* [提示文]:
----

なお、このような機械学習モデルは強化学習によって学習を行ってもよい。この場合には、例えば、断層画像についてラベル付けを行い、理想的なラベルが付された画像をできるだけ早く得た結果に対して与えられる報酬が最大となるように学習を行うことができる。また、この場合も、事前に眼の模型を用いた学習により得た学習済モデルに対して、人眼での学習を追加で行う転移学習が行われてもよい。
また、異常部位を検出する場合には、上述したようにGANやVAE、CAE等を用いてもよい。この場合の処理は、上述した異常部位を検出する処理と同様であってよい。なお、異常部位が複数検出された場合等には、操作者の指示に応じて、検出された複数の領域のうちのいずれに基づいてコヒーレンスゲート調整を行うかを選択してもよい。また、異常部位を検出した場合には、例えば、検出した異常部位の領域について、断層画像上に当該領域を示すROIを重畳表示してもよい。
また、コヒーレンスゲート調整に関しては、学習済モデルを用いて、断層画像から参照ミラー115の移動量を求めてもよい。この場合の機械学習モデルはCNN等であってよい。この場合の学習データとしては、前眼画像を入力データとし、前眼画像の上述の所定領域の像が断層画像において所定の深度位置に位置する際の参照ミラー115の位置への移動量(ベクトル)を出力データとすることができる。なお、学習データの出力データについては、断層画像について医療従事者が操作して行ったコヒーレンスゲート調整時の移動量でもよいし、断層画像について公知のアルゴリズムに基づいて行われたコヒーレンスゲート調整時の移動量やそれを医療従事者が修正したもの等であってもよい。

----

データセット項目

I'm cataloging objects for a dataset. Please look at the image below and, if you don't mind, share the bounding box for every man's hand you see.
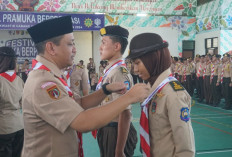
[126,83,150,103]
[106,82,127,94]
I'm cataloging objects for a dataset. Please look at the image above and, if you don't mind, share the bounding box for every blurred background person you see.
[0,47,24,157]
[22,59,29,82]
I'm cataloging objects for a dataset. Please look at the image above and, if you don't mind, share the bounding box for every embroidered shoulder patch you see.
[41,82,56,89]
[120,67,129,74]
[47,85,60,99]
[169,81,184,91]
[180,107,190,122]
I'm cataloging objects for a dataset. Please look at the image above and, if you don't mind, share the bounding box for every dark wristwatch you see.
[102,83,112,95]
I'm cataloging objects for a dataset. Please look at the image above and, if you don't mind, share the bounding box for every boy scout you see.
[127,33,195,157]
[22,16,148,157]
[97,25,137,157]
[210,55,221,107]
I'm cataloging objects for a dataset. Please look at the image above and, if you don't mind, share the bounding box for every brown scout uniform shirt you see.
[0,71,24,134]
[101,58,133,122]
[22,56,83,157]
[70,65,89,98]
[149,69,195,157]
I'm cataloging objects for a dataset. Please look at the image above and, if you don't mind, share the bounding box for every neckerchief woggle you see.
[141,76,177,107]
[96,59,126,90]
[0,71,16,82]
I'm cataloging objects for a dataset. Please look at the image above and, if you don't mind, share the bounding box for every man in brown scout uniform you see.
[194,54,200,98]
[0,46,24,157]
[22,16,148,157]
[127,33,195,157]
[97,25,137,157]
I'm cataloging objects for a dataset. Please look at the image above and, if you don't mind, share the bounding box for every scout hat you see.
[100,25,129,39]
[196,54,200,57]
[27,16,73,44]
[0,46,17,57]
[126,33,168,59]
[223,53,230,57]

----

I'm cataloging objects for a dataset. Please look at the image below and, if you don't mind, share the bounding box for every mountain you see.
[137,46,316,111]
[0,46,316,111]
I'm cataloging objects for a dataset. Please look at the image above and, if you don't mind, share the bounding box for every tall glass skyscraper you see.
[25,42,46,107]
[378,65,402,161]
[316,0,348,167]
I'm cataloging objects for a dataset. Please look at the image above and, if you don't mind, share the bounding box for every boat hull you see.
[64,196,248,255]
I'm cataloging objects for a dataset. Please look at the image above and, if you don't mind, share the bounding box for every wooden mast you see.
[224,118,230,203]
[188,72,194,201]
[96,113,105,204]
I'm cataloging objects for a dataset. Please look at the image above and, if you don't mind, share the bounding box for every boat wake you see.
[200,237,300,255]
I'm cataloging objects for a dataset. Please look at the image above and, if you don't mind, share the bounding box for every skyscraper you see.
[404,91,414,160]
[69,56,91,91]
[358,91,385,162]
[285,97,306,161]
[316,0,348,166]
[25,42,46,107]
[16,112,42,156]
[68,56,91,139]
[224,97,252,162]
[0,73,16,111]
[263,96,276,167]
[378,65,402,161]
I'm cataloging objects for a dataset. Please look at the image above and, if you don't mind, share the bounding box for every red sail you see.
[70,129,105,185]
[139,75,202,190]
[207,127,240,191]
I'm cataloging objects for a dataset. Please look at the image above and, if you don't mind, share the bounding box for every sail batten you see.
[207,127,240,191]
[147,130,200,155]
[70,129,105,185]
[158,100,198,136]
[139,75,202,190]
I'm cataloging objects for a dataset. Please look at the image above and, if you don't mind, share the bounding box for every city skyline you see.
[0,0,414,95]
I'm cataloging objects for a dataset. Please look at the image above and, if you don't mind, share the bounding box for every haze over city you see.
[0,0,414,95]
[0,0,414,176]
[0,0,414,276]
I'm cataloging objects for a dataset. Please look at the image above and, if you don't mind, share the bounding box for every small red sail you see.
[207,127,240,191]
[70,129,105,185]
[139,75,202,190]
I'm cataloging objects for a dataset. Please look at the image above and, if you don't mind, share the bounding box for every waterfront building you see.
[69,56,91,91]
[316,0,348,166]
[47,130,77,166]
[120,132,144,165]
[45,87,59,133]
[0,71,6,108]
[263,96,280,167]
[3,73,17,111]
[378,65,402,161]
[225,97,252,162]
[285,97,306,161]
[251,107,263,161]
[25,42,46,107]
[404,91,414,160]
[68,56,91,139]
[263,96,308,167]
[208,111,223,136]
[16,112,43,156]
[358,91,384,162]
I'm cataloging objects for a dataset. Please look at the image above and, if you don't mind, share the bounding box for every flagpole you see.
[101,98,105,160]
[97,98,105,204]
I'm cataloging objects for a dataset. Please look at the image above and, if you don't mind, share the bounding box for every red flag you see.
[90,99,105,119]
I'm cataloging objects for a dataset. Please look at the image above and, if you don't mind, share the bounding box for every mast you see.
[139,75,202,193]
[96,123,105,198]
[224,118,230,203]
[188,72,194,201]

----

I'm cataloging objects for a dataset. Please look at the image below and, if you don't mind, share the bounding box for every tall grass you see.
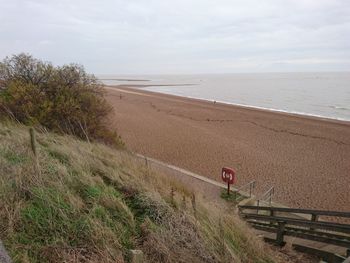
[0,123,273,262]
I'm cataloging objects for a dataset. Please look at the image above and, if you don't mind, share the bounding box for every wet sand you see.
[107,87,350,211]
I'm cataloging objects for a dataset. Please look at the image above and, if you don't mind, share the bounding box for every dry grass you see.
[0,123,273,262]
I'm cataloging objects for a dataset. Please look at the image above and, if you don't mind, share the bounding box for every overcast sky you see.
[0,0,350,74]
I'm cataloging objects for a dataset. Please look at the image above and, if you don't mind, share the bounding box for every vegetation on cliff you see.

----

* [課題 1]: コヒーレンスゲート調整の文章のうち、「また、異常部位を検出する場合」で始まり「正したもの等であってもよい。」に至るまでの部分を、一字一句違えずに書き写しなさい。
* [課題 2]:
コヒーレンスゲート調整の文章を読み、次の問いに答えなさい。
(a) 強化学習を行う場合、報酬が最大となるように学習する対象は、どのような結果か。
(b) 異常部位を検出する場合に用いてもよいとされているものは何か。
(c) 断層画像から参照ミラー115の移動量を求める場合、機械学習モデルは何であってよいとされているか。
* [課題 3]: コヒーレンスゲート調整の文章の最後の文に続けて、その先を書き進めなさい。
これらのデータは、別の出典から取られたものである。

* [解答 1]:
また、異常部位を検出する場合には、上述したようにGANやVAE、CAE等を用いてもよい。この場合の処理は、上述した異常部位を検出する処理と同様であってよい。なお、異常部位が複数検出された場合等には、操作者の指示に応じて、検出された複数の領域のうちのいずれに基づいてコヒーレンスゲート調整を行うかを選択してもよい。また、異常部位を検出した場合には、例えば、検出した異常部位の領域について、断層画像上に当該領域を示すROIを重畳表示してもよい。
また、コヒーレンスゲート調整に関しては、学習済モデルを用いて、断層画像から参照ミラー115の移動量を求めてもよい。この場合の機械学習モデルはCNN等であってよい。この場合の学習データとしては、前眼画像を入力データとし、前眼画像の上述の所定領域の像が断層画像において所定の深度位置に位置する際の参照ミラー115の位置への移動量(ベクトル)を出力データとすることができる。なお、学習データの出力データについては、断層画像について医療従事者が操作して行ったコヒーレンスゲート調整時の移動量でもよいし、断層画像について公知のアルゴリズムに基づいて行われたコヒーレンスゲート調整時の移動量やそれを医療従事者が修正したもの等であってもよい。

* [解答 2]:
(a) 理想的なラベルが付された画像をできるだけ早く得た結果
(b) GAN、VAE、CAE等
(c) CNN等

* [解答 3]:
なお、このような機械学習モデルも強化学習によって学習を行ってもよい。この場合には、例えば、参照ミラー115の駆動方向においてランダムな方向と量でランダムな位置に参照ミラー115をずらしながら断層画像を取得し、断層画像の評価を行う。そして、評価値の差を算出し、その差を報酬として最大の報酬が得られるようにニューラルネットワークの誤差逆伝播法による学習を行う。なお、強化学習の目標としては、例えば、報酬が最大となる位置に最短時間で到達することを設定してよい。また、この場合も、事前に眼の模型を用いた学習により得た学習済モデルに対して、人眼での学習を追加で行う転移学習が行われてもよい。なお、コヒーレンスゲートの調整は、参照ミラー115を移動させて行われる構成に限られず、測定光路長及び参照光路長の光路長差を変更する光学部材を移動させて行われてよい。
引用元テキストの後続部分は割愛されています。